**Prompt 1**
According to the article on the Omani protests, how many barrels of refined oil products per day does the port near Sohar export?
**Prompt 2**
Write what comes next in the article on the protests in Oman, continuing after its final sentence.

**Extract to read**
Omani troops fired in the air, wounding one person, when they moved in to disperse a crowd demanding jobs and political reforms near the northern port of Sohar yesterday, the fourth day of protests, witnesses said.
“We were about 200 to 300 people in the road. The army started shooting in the air,” one protester in Sohar said, declining to be named. “Many people ran. The man who was shot came to calm the army down.”
The crowd dispersed, but then regrouped at a roundabout near the port, the witnesses said, and the troops pulled back.
On Monday, demonstrators blocked the entrance to the port, which exports 160,000 barrels per day of refined oil products, and protests spread to the capital, Muscat.
The unrest in Sohar, Oman’s main industrial center, was a rare outbreak of discontent in the normally sleepy sultanate ruled by Sultan Qaboos bin Said for four decades and follows a wave of pro-democracy protests across the Arab world.
TROOPS DEPLOYED
An Omani government official said the military has deployed troops north of the capital of Muscat and near the border with the United Arab Emirates.
The official says the army also deployed light equipment yesterday in anticipation of more anti-government protests.
The official spoke on condition of anonymity because he was not authorized to release information to the media.
A rally in support of the sultan was planned for yesterday in Muscat.
The sultan, trying to calm tensions, on Sunday promised 50,000 jobs, unemployment benefits of US$390 a month and to study widening the power of a quasi-parliamentary advisory council.
In Sohar, traffic flowed freely into the port yesterday.

Localization data with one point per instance
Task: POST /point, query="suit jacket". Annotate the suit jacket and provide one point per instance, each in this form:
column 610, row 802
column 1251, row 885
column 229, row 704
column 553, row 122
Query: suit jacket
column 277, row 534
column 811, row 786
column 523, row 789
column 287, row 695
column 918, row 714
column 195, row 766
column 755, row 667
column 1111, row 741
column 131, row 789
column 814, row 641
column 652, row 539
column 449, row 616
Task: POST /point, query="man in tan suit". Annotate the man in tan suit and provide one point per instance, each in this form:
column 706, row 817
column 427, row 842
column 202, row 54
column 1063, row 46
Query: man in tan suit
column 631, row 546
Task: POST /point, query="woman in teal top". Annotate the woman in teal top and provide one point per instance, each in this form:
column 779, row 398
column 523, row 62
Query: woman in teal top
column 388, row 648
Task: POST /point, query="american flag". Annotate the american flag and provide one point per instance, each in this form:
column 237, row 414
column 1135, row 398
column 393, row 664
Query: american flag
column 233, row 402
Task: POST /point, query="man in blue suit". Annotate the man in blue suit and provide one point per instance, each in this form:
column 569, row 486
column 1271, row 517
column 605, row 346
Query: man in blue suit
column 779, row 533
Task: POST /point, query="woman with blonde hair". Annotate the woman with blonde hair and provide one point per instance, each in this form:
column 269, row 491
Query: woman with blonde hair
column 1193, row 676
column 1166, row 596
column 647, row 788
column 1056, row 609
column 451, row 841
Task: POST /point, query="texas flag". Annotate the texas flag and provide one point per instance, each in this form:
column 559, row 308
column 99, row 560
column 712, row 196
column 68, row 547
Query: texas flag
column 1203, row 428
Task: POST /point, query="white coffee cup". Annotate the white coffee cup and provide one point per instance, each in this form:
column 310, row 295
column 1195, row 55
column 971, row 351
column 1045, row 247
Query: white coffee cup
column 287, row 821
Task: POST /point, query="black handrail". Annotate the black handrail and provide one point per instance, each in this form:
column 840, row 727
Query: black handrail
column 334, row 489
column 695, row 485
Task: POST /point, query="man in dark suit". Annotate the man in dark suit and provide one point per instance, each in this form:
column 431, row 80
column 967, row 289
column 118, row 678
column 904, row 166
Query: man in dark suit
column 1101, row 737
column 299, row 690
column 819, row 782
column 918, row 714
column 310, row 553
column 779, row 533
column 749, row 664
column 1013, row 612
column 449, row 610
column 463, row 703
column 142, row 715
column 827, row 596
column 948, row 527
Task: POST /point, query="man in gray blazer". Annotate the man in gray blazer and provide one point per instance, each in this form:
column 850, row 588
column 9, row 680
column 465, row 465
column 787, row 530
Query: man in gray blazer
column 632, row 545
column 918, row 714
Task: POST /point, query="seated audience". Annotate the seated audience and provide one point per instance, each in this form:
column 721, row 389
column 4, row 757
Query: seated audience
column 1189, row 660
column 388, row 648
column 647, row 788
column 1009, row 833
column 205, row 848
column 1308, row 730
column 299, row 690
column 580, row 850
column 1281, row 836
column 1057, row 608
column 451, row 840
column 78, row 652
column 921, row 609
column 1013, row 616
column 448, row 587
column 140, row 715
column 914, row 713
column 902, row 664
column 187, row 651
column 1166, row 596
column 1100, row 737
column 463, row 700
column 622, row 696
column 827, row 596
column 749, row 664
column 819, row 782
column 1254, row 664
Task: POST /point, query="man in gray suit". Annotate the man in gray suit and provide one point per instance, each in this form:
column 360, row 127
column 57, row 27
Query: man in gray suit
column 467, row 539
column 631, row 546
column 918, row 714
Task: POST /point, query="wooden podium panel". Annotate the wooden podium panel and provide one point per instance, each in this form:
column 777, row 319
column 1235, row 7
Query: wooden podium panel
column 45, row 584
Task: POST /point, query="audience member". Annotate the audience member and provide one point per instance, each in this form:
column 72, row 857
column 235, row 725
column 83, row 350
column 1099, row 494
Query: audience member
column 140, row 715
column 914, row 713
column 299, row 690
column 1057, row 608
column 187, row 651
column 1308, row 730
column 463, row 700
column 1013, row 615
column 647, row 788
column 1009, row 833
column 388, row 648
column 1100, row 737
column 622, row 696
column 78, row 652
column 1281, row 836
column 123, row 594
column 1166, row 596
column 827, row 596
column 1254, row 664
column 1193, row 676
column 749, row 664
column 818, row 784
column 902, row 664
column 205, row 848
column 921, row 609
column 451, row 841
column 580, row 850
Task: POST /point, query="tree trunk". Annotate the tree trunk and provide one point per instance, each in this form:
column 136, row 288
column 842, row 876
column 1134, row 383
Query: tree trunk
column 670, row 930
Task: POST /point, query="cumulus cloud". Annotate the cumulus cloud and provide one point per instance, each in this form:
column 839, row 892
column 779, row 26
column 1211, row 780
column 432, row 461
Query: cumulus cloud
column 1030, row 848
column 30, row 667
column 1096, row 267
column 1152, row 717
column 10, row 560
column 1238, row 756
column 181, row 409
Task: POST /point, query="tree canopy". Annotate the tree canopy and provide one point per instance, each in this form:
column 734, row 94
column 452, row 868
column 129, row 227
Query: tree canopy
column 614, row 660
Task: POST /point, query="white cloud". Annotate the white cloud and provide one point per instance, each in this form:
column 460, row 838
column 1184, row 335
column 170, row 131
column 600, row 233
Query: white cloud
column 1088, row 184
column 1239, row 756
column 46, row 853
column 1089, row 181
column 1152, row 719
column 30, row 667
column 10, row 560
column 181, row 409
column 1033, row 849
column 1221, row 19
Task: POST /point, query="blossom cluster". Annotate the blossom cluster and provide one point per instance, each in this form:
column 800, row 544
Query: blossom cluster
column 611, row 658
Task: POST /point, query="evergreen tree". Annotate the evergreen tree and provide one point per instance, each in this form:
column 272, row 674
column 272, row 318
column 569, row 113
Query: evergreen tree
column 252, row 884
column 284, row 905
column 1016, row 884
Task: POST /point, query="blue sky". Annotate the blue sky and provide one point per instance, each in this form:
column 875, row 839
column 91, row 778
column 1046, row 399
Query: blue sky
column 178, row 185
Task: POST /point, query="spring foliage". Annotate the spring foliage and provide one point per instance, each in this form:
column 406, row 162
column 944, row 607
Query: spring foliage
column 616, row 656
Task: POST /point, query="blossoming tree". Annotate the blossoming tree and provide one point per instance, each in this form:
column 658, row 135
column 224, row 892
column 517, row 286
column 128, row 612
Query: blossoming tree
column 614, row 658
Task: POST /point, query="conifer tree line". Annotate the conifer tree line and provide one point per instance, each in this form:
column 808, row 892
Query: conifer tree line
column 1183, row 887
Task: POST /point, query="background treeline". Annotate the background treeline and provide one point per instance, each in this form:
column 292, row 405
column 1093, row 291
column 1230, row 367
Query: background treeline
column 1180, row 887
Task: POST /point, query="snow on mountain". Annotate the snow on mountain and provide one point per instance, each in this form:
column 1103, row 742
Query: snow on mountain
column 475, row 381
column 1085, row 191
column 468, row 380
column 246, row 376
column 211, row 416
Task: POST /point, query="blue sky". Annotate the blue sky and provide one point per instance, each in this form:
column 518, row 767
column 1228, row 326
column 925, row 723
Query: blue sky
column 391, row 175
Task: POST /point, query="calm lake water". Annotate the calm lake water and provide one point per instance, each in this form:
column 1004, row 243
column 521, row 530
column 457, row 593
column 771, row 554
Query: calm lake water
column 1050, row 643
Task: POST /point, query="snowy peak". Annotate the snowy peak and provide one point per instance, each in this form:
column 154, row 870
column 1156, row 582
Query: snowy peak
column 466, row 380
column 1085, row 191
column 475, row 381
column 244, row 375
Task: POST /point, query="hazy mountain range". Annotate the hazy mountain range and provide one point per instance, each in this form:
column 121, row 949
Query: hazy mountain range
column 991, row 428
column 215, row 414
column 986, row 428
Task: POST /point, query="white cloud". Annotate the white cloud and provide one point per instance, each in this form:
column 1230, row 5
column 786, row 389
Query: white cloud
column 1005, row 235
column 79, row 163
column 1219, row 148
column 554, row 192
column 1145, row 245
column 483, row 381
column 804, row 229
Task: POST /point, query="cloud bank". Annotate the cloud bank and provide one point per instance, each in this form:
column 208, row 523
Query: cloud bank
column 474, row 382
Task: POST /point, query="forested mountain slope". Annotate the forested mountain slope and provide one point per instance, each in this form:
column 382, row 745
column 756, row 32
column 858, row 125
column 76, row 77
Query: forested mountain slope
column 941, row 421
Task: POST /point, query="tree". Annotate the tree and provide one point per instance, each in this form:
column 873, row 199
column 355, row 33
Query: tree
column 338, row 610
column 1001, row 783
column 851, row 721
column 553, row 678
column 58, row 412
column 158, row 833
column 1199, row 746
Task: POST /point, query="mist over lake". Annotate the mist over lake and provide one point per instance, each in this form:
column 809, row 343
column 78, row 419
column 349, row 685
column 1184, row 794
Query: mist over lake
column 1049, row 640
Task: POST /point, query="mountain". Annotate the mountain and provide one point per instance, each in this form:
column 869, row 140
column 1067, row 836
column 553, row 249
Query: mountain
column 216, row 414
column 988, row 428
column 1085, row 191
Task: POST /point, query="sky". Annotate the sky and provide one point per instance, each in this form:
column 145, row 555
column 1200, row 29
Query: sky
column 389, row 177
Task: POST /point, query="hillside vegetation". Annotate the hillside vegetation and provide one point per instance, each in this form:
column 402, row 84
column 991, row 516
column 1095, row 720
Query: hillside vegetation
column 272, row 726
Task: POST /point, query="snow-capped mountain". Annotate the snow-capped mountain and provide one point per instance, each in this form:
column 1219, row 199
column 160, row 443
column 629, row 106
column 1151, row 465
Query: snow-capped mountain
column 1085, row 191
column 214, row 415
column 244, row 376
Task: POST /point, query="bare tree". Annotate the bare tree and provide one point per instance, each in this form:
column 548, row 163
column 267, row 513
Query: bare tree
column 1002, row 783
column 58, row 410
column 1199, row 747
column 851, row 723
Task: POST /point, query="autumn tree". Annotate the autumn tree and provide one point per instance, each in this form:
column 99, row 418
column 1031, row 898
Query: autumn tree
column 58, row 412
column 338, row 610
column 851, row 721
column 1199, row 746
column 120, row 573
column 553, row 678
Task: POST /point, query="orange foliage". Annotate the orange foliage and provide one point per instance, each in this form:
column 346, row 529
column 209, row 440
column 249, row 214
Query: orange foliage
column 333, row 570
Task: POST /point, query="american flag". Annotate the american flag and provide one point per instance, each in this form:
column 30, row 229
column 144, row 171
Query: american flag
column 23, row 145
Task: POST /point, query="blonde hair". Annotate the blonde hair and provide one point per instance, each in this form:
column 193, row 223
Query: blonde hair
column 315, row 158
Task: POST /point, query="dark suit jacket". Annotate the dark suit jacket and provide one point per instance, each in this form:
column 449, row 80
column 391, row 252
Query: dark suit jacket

**Written reply 1**
160,000 barrels per day.

**Written reply 2**
At the nearby Globe Roundabout, center of the Sohar protests that have drawn up to 2,000 people over the past three days, five armored vehicles watched the square, but no protesters could be seen.
As many as six people were killed in Sohar on Sunday, when police opened fire on stone-throwing demonstrators after failing to disperse them with batons and tear gas.
A doctor and several nurses at a state hospital said six people died, but the health minister put the toll at one.
US REACTS
US Department of State spokesman P.J. Crowley said on Monday that Washington had been “in touch with the government and encouraged restraint and to resolve differences through dialogue,” as demonstrations spread through the sultanate.
Qaboos, who exercises absolute power in a country where political parties are banned, shuffled his Cabinet on Saturday, a week after a small protest in the capital gave the first hint that Arab discontent could reach Oman.
Oman is a non-OPEC oil exporter that pumps about 850,000 barrels per day and has strong ties to the US.